» **WORK TO DO**: Starting at the line that contains "the dog's mouth." and ending with the last of these lines, change every "SHOULD" to "MUST". Give those lines again with nothing else altered.

++++ DATA ROWS

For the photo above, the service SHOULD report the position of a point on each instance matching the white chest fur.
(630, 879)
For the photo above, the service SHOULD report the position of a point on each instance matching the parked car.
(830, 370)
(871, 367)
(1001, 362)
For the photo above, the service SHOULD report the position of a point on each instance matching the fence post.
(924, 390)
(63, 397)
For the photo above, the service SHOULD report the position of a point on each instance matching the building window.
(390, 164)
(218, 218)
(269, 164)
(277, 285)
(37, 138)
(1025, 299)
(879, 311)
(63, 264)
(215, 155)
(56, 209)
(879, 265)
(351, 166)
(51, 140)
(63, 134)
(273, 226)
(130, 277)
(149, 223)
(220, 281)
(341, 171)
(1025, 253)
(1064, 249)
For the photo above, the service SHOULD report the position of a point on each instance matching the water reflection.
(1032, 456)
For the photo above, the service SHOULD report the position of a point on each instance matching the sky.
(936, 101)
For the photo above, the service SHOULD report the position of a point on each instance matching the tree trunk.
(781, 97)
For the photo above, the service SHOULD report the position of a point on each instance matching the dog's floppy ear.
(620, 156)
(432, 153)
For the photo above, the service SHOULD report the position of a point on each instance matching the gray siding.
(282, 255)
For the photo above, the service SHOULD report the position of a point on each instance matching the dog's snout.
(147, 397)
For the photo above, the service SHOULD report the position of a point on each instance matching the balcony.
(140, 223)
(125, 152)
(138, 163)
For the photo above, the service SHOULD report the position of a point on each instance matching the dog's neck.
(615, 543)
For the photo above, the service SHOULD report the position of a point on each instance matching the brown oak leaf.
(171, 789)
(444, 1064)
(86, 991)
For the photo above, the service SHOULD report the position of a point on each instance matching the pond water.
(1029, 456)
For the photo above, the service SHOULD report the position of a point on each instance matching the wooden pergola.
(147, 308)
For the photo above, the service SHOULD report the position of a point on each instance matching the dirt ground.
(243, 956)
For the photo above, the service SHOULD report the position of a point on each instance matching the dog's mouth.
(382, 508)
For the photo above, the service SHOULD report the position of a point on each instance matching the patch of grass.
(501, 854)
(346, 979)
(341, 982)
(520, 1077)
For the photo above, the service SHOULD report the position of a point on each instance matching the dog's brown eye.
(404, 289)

++++++++

» **EXERCISE RESPONSE**:
For the photo above, the service MUST report the position of a point on each instance matching the dog's mouth.
(382, 508)
For the photo above, the service MUST report the position of a point on each instance matching the patch of grass.
(501, 854)
(346, 979)
(341, 982)
(520, 1077)
For the photo above, the service MUST report the position of a point on each instance matching the dog's brown eye.
(404, 289)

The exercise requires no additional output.